■ **Problem to solve**
Copy every item below word for word, leaving out the pictures.

■ **Items**
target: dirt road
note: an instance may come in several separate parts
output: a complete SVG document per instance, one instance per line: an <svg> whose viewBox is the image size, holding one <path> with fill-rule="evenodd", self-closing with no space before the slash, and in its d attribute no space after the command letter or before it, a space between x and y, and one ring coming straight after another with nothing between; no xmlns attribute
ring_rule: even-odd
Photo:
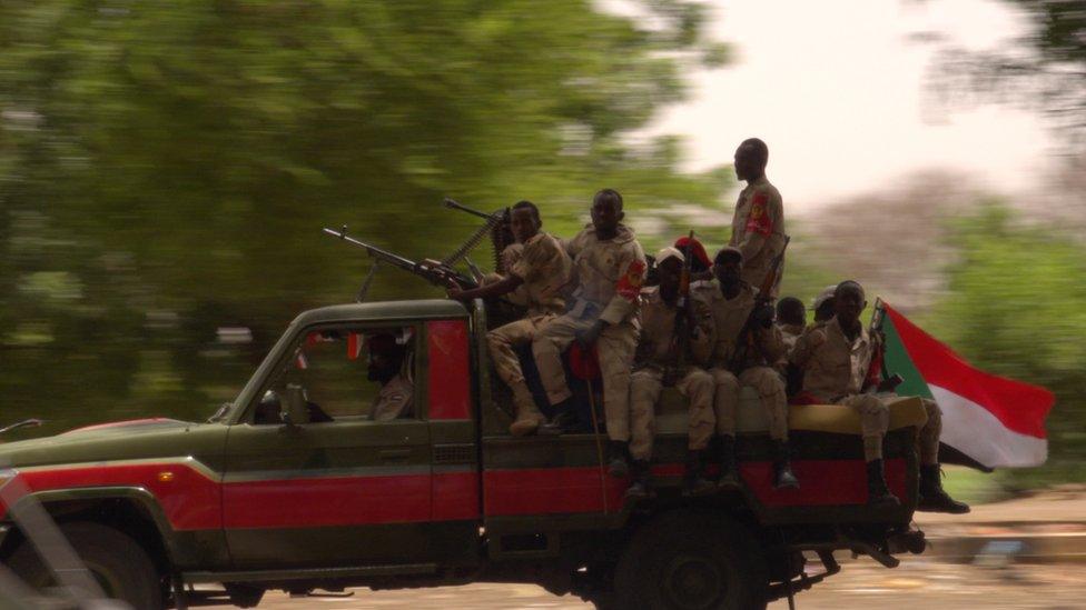
<svg viewBox="0 0 1086 610"><path fill-rule="evenodd" d="M1010 566L985 568L909 559L894 570L871 560L845 566L842 572L796 597L802 610L845 609L1086 609L1086 570L1082 566ZM225 607L223 607L225 608ZM259 608L267 610L412 610L553 608L586 609L576 598L559 598L539 587L471 584L416 591L357 589L349 598L290 599L270 593ZM788 608L786 601L770 606Z"/></svg>

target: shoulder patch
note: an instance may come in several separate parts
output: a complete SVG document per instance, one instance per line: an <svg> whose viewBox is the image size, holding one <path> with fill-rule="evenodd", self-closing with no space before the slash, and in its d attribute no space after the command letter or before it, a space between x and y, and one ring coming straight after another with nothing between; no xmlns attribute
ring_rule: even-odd
<svg viewBox="0 0 1086 610"><path fill-rule="evenodd" d="M747 231L770 236L773 233L773 220L769 218L769 194L758 191L751 197L750 213L747 216Z"/></svg>

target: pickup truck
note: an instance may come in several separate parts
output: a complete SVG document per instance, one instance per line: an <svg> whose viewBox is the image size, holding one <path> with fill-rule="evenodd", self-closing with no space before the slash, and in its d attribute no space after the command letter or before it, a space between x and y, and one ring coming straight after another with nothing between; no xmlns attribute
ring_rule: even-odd
<svg viewBox="0 0 1086 610"><path fill-rule="evenodd" d="M801 488L774 489L752 396L739 417L742 489L684 497L685 411L667 392L655 493L628 500L630 481L605 472L595 434L509 433L490 326L481 301L306 311L207 422L144 419L0 444L0 486L18 478L106 592L137 609L476 581L536 583L599 608L764 608L838 572L833 551L887 567L922 552L909 524L918 400L892 406L885 443L900 508L867 504L859 420L838 406L791 408ZM359 352L374 333L403 346L406 417L369 416L377 389ZM0 561L48 587L55 577L16 512L0 506Z"/></svg>

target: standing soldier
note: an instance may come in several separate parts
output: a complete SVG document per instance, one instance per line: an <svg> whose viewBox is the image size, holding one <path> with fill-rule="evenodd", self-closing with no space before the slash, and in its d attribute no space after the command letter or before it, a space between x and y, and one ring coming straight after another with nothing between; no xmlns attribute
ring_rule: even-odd
<svg viewBox="0 0 1086 610"><path fill-rule="evenodd" d="M486 333L497 374L513 390L516 420L510 426L510 432L523 437L535 432L544 417L535 406L524 381L521 361L513 350L519 344L531 343L565 308L562 290L570 281L573 263L557 238L540 230L543 227L540 210L531 201L520 201L512 207L510 227L516 243L502 253L509 274L473 290L450 289L448 296L471 301L514 293L527 307L527 317L523 320Z"/></svg>
<svg viewBox="0 0 1086 610"><path fill-rule="evenodd" d="M691 254L693 256L693 254ZM690 441L684 493L715 490L704 474L704 453L713 432L713 378L705 372L712 350L712 314L682 294L685 258L675 248L656 254L660 286L641 291L641 341L630 378L630 456L633 484L628 496L648 493L649 460L655 436L655 408L664 386L674 386L690 401ZM681 299L685 306L680 309ZM683 316L682 321L679 317ZM678 332L681 332L680 337Z"/></svg>
<svg viewBox="0 0 1086 610"><path fill-rule="evenodd" d="M743 254L743 280L751 286L766 286L766 274L772 261L784 251L784 208L780 191L766 178L769 148L758 138L743 140L735 149L735 176L747 182L735 202L728 246ZM777 268L777 278L768 297L776 299L784 266Z"/></svg>
<svg viewBox="0 0 1086 610"><path fill-rule="evenodd" d="M871 370L871 360L882 346L878 336L868 332L860 322L860 312L866 307L863 288L859 283L839 283L833 294L836 316L800 337L792 351L792 361L803 368L803 391L811 399L845 404L860 413L868 502L894 507L900 502L887 489L882 469L882 438L889 428L890 409L871 393L873 390L892 390L892 382L879 382L873 374L879 371ZM928 421L918 437L920 501L917 508L937 512L969 512L968 506L955 501L942 489L939 470L941 412L932 400L925 399L924 407Z"/></svg>
<svg viewBox="0 0 1086 610"><path fill-rule="evenodd" d="M739 390L749 386L758 391L766 416L769 436L773 439L773 486L798 488L792 473L788 447L788 403L784 382L772 368L784 353L780 329L773 324L773 308L756 308L758 290L742 278L743 254L737 248L724 247L717 254L713 274L717 281L700 287L693 298L702 300L712 312L717 340L709 372L717 386L713 398L720 460L720 486L739 487L735 472L735 412ZM752 346L740 346L740 334L751 320ZM737 351L741 357L737 359Z"/></svg>
<svg viewBox="0 0 1086 610"><path fill-rule="evenodd" d="M603 189L592 200L592 223L572 241L574 289L566 313L549 323L532 342L532 352L551 404L565 412L573 393L562 368L562 351L575 339L582 348L599 346L603 408L611 439L611 473L629 473L630 364L638 344L638 299L645 257L633 230L622 224L622 196Z"/></svg>

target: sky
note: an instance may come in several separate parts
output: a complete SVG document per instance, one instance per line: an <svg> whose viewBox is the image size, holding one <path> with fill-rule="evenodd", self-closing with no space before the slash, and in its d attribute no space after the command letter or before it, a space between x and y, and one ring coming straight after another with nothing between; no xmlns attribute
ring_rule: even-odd
<svg viewBox="0 0 1086 610"><path fill-rule="evenodd" d="M735 146L770 148L770 180L802 213L892 189L911 172L964 172L1010 196L1028 191L1053 142L1041 118L981 104L948 109L926 87L931 34L971 49L1007 43L1025 22L991 0L710 0L710 36L733 61L689 74L691 96L649 133L685 136L685 169L730 163Z"/></svg>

■ **Exercise solution**
target: dirt road
note: an instance may come in several separate parts
output: a complete SVG document per instance, one instance per line: an <svg> whose viewBox is the image size, holding one <path> with fill-rule="evenodd", self-closing with no space before the slash, and in its d attribute no space after the command letter or before it, a space between x and y, and one ring coming straight after another with nothing between; no xmlns attribute
ring_rule: even-odd
Photo:
<svg viewBox="0 0 1086 610"><path fill-rule="evenodd" d="M1010 566L985 568L909 559L894 570L871 560L845 566L842 572L796 597L802 610L845 609L1086 609L1086 570L1082 566ZM225 607L223 607L225 608ZM259 608L267 610L412 610L553 608L586 609L576 598L559 598L539 587L471 584L416 591L357 589L349 598L290 599L270 593ZM788 608L786 601L770 606Z"/></svg>

target: shoulder patch
note: an instance may come in several separate parts
output: a complete SVG document per instance, one instance per line: an <svg> whose viewBox is the image size, holding one <path> with fill-rule="evenodd", self-closing with no space before the slash, and in its d attribute no space after the command letter or before it, a space between x and y, and one ring coming straight after another with nothing between; no xmlns attribute
ring_rule: even-odd
<svg viewBox="0 0 1086 610"><path fill-rule="evenodd" d="M747 231L770 236L773 233L773 220L769 218L769 194L758 191L751 197L750 213L747 216Z"/></svg>

target: pickup truck
note: an instance may come in several separate parts
output: a complete SVG document per instance, one instance per line: an <svg> whose viewBox is the image size, holding one <path> with fill-rule="evenodd", self-closing with no space before the slash, and in its d attribute no space after the command letter or before it, a space between x and y, and one ring coming straight after another with nothing between; no xmlns attribute
ring_rule: even-odd
<svg viewBox="0 0 1086 610"><path fill-rule="evenodd" d="M801 488L774 489L752 396L739 417L742 489L684 497L685 411L667 392L655 493L628 500L630 481L605 472L595 434L509 433L490 326L481 301L306 311L207 422L144 419L0 444L0 486L18 478L106 592L137 609L476 581L536 583L599 608L764 608L838 572L833 551L887 567L922 552L909 524L918 400L892 406L885 443L900 508L867 504L859 420L838 406L791 408ZM359 352L374 333L403 346L406 417L369 416L377 389ZM0 561L48 587L55 577L16 512L0 506Z"/></svg>

target: standing soldier
note: an instance may come in several separate parts
output: a complete SVG document per instance, one instance per line: an <svg> whose viewBox is the image size, holding one <path> with fill-rule="evenodd", self-closing with no space before the slash, and in its d attribute no space after the command letter or before it, a space between x and y, and one ring coming straight after another with nothing between; no xmlns attribute
ring_rule: even-odd
<svg viewBox="0 0 1086 610"><path fill-rule="evenodd" d="M486 333L497 374L513 390L516 420L510 426L510 432L523 437L535 432L544 417L535 406L524 381L521 361L513 350L519 344L531 343L565 308L562 290L570 281L573 263L557 238L540 230L543 227L540 210L531 201L520 201L512 207L510 227L516 243L502 253L509 274L473 290L450 289L448 296L471 301L514 293L527 307L527 317L523 320Z"/></svg>
<svg viewBox="0 0 1086 610"><path fill-rule="evenodd" d="M691 254L693 256L693 254ZM690 441L684 493L715 490L704 474L704 453L713 432L713 378L705 372L712 350L712 314L682 294L685 258L675 248L656 254L660 286L641 291L641 341L630 378L630 456L633 484L628 496L648 493L649 460L655 436L655 408L664 386L674 386L690 401ZM681 299L685 306L680 309ZM683 316L682 321L679 317ZM678 332L681 332L680 337Z"/></svg>
<svg viewBox="0 0 1086 610"><path fill-rule="evenodd" d="M743 254L743 280L751 286L766 286L766 274L772 261L784 251L784 208L780 191L766 178L769 148L758 138L743 140L735 149L735 176L747 182L735 202L728 246ZM777 268L777 278L768 297L776 299L784 266Z"/></svg>
<svg viewBox="0 0 1086 610"><path fill-rule="evenodd" d="M871 370L871 360L882 346L878 336L868 332L860 322L860 312L866 307L863 288L859 283L839 283L833 294L836 316L800 337L792 351L792 361L803 368L803 391L811 399L845 404L860 413L868 502L894 507L900 502L887 489L882 469L882 438L889 428L890 409L871 393L873 390L892 390L892 382L879 382L873 374L879 371ZM928 421L918 437L920 501L917 508L937 512L969 512L968 506L955 501L942 489L939 470L941 412L932 400L925 399L924 407Z"/></svg>
<svg viewBox="0 0 1086 610"><path fill-rule="evenodd" d="M739 390L749 386L758 391L766 416L769 436L773 439L773 486L798 488L792 473L788 447L788 403L784 382L772 368L784 353L780 329L773 324L773 308L756 308L758 290L742 278L743 254L737 248L724 247L717 254L713 274L717 281L700 287L693 298L702 300L712 312L717 340L709 372L717 386L713 398L720 460L720 486L739 487L735 472L735 412ZM752 346L740 346L740 334L751 320ZM737 351L741 357L737 359Z"/></svg>
<svg viewBox="0 0 1086 610"><path fill-rule="evenodd" d="M603 189L592 200L592 223L572 241L574 289L566 313L549 323L532 342L532 352L551 404L565 412L573 393L562 368L562 351L575 339L582 348L599 346L603 408L611 439L611 473L629 473L630 364L638 344L638 299L645 257L633 230L622 224L622 196Z"/></svg>

target: sky
note: an instance may come in several separate parts
output: a complete SVG document per instance, one instance per line: an <svg> whose viewBox is the image size, holding one <path> with fill-rule="evenodd", self-closing with no space before the slash, and in its d attribute no space after the command letter or before it, a space between x and y, and one ring coming straight after another with nothing between; no xmlns attribute
ring_rule: even-odd
<svg viewBox="0 0 1086 610"><path fill-rule="evenodd" d="M735 146L770 148L770 180L802 213L892 189L911 172L964 172L1010 196L1028 191L1053 142L1041 118L981 104L948 109L926 87L931 34L971 49L1007 43L1025 22L991 0L710 0L710 36L733 61L689 74L691 96L649 133L685 136L685 169L730 163Z"/></svg>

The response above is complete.